**What is asked**: Copy the lines below verbatim, beginning with the line that includes "Indicate the dog's paw" and continuing to the end; leave out everything before it.

━━ Task material ━━

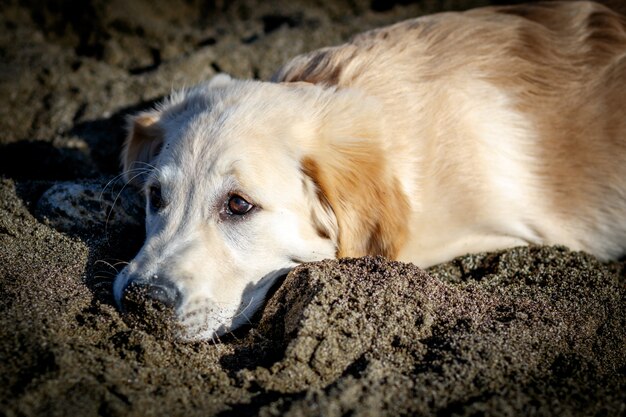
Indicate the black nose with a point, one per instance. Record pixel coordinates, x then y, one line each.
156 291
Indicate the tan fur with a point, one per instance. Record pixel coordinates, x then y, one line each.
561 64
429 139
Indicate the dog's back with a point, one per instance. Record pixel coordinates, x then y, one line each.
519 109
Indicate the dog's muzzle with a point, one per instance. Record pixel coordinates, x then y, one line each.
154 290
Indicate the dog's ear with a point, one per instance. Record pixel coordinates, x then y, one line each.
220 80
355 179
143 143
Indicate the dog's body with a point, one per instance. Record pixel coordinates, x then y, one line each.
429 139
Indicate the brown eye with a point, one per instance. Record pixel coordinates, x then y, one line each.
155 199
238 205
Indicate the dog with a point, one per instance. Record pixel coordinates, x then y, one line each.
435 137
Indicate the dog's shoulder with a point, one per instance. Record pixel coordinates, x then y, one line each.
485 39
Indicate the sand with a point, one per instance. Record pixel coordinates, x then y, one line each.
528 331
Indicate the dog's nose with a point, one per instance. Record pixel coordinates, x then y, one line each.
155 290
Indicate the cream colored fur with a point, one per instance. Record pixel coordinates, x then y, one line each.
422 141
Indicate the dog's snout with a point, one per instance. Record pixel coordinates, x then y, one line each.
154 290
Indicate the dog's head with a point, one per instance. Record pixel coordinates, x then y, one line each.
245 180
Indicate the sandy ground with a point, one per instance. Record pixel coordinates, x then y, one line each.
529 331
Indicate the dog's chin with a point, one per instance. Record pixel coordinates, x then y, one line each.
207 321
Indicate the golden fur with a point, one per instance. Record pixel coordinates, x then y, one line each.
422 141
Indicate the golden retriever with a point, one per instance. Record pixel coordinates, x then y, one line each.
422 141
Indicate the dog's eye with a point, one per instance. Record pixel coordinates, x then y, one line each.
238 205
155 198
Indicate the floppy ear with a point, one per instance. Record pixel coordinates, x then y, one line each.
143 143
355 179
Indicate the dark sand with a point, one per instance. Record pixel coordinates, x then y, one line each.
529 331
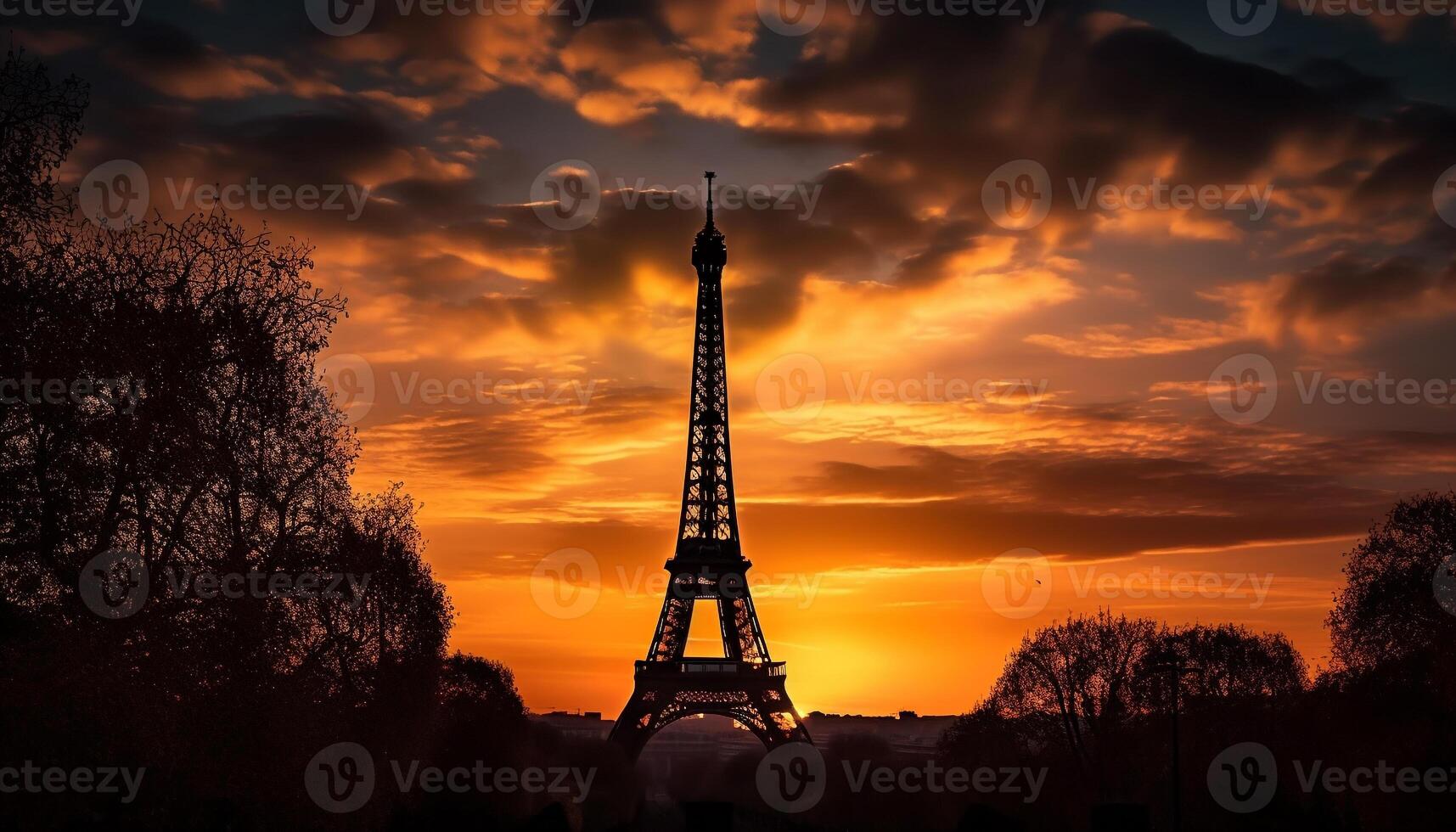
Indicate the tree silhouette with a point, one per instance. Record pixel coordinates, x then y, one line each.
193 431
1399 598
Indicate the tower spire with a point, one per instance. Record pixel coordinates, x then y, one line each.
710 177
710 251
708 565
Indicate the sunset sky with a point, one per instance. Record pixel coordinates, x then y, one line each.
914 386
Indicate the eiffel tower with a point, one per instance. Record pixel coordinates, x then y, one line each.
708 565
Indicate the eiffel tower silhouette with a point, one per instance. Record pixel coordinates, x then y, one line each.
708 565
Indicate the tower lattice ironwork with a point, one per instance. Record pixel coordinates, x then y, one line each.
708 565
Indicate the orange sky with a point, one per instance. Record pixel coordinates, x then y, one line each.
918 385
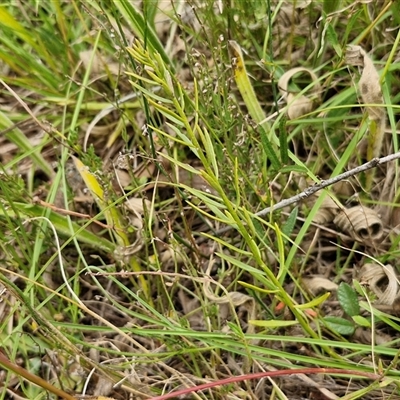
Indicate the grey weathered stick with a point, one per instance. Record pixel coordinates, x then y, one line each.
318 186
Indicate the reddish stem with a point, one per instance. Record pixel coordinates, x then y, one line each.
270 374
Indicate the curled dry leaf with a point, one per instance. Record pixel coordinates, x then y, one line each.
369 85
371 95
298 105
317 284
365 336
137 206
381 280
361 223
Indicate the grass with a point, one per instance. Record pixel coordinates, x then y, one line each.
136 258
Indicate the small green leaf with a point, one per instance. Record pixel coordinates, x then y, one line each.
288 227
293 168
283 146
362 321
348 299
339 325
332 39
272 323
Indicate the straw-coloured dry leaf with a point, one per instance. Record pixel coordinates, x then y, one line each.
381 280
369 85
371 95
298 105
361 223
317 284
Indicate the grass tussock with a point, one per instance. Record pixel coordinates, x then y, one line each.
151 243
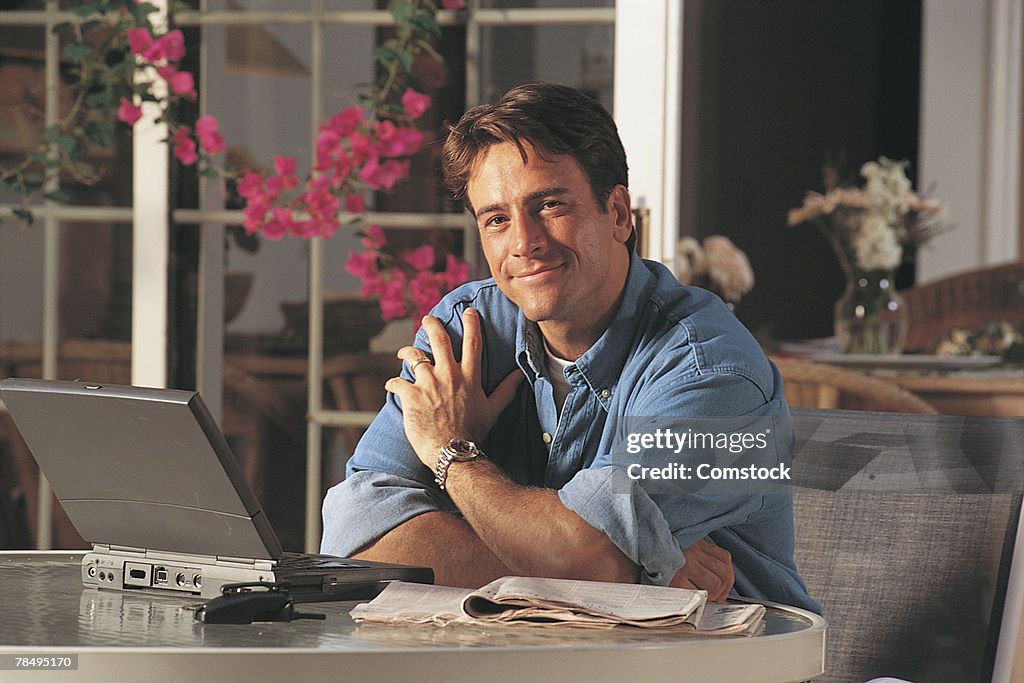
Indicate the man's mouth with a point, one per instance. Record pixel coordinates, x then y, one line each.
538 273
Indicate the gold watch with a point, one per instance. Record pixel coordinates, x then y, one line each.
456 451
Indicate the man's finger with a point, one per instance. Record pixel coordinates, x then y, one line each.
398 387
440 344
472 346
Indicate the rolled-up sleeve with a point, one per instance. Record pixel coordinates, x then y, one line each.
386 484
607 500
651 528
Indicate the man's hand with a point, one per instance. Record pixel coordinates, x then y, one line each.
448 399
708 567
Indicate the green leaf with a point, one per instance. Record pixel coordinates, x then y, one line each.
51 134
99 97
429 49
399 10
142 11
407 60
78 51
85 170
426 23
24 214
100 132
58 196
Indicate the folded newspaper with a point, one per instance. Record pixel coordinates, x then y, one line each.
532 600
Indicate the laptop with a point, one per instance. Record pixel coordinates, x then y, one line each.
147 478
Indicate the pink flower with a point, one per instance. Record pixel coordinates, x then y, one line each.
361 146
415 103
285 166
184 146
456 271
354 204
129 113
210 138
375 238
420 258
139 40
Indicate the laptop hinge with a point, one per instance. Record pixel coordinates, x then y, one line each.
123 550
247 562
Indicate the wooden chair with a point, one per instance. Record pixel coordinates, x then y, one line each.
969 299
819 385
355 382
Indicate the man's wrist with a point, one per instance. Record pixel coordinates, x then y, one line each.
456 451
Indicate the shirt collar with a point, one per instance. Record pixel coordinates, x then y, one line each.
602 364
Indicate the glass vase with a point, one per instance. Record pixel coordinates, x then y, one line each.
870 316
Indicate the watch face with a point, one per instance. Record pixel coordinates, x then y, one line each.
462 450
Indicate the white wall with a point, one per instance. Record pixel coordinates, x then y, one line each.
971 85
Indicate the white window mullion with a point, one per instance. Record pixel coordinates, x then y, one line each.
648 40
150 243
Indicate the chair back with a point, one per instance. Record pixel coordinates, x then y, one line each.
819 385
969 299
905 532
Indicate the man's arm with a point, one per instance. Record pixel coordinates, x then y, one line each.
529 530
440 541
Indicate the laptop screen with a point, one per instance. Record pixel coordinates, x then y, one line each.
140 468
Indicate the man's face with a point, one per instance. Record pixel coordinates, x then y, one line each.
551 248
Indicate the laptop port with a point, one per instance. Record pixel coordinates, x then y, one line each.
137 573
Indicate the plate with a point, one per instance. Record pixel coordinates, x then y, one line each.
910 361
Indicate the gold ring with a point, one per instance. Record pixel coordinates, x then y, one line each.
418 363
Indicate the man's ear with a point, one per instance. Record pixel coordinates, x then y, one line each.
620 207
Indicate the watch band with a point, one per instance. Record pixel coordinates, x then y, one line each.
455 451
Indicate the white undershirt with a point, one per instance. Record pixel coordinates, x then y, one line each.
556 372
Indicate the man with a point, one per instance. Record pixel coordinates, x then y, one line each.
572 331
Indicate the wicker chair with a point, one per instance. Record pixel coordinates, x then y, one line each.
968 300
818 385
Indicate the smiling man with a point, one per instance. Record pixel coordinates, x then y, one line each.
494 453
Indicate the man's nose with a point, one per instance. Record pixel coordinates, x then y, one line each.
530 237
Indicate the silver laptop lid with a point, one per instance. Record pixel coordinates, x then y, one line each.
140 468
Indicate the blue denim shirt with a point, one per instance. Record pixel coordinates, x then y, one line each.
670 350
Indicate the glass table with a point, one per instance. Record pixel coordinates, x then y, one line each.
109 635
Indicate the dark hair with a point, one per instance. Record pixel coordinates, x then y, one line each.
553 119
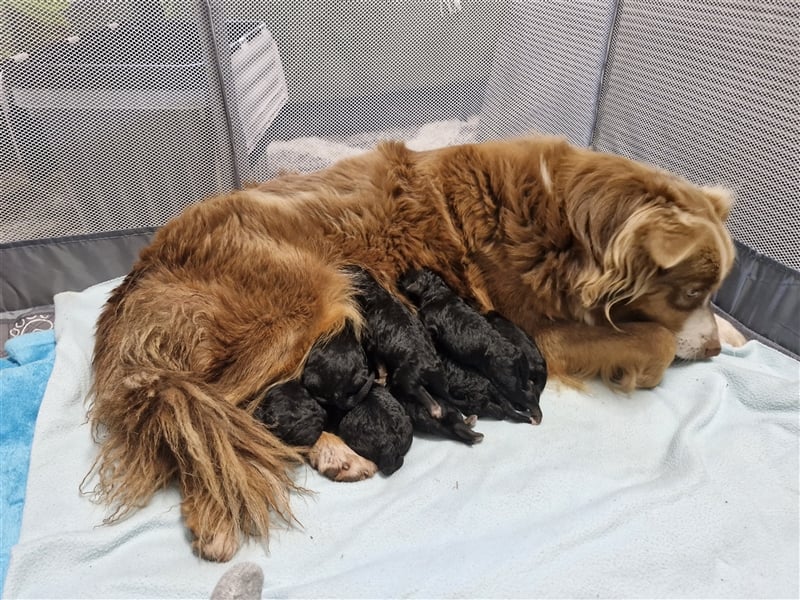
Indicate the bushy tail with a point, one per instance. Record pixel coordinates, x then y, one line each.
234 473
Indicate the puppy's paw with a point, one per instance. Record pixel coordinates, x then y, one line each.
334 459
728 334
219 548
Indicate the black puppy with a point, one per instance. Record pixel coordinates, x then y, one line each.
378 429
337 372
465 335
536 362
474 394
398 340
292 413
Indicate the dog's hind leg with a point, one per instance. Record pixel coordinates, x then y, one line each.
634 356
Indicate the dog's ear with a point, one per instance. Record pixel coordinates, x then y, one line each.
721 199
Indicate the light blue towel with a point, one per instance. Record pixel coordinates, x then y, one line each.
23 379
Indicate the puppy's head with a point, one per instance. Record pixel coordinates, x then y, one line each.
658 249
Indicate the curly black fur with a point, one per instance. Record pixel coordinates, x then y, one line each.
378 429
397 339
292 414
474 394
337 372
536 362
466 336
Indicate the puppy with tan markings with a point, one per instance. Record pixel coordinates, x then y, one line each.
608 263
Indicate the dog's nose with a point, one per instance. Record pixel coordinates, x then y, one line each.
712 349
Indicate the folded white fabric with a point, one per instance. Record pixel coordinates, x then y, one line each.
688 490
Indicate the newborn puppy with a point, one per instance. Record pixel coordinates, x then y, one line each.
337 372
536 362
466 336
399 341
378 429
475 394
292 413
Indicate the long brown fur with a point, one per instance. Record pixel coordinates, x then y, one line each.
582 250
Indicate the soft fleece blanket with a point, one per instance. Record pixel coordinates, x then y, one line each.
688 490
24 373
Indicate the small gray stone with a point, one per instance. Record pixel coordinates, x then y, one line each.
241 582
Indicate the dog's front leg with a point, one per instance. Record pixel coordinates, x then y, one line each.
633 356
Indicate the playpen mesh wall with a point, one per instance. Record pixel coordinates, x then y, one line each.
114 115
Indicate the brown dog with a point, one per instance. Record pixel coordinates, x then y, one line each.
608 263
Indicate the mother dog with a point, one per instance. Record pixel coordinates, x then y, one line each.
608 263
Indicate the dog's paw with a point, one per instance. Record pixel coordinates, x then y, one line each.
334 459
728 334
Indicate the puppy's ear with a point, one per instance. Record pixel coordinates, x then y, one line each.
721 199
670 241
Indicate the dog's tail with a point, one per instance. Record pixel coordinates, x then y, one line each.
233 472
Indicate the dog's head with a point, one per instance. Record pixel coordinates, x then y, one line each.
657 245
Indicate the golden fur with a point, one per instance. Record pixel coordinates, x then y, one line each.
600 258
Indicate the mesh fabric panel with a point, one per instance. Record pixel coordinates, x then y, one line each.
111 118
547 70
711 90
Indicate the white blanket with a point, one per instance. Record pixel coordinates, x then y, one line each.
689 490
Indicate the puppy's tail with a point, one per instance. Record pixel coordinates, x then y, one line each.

━━━

**Answer**:
Indicate the dog's paw with a point, one per instance. Record pixel coordinates, x then y, one line each.
334 459
728 334
Indicate the puppy's ear with a point, one per instance. Record pixel coordinates, x then y, one line each.
721 199
670 241
Indicate the dog's tail with a point, one per instance. Record pixel coordinates, x then y, one line each.
233 472
Indicate the dog's head with a point, one per instance. Record pixel coordinates, x then y, one line each.
657 245
Indicate the golden fur with a point, one per instance. Record pixel coordinates, x then y, one line each.
600 258
Indicate the mesh fabric panel with a point, one per instance. Record pixel coordinates, x then y, one line each.
111 118
547 70
711 90
Indicate the white blanket with a point, one per instance. Record pixel coordinates, x then y, one line each.
689 490
Indicate the puppy's tail with a point, one per instance. Record pixel coordinates, x then y, one line each.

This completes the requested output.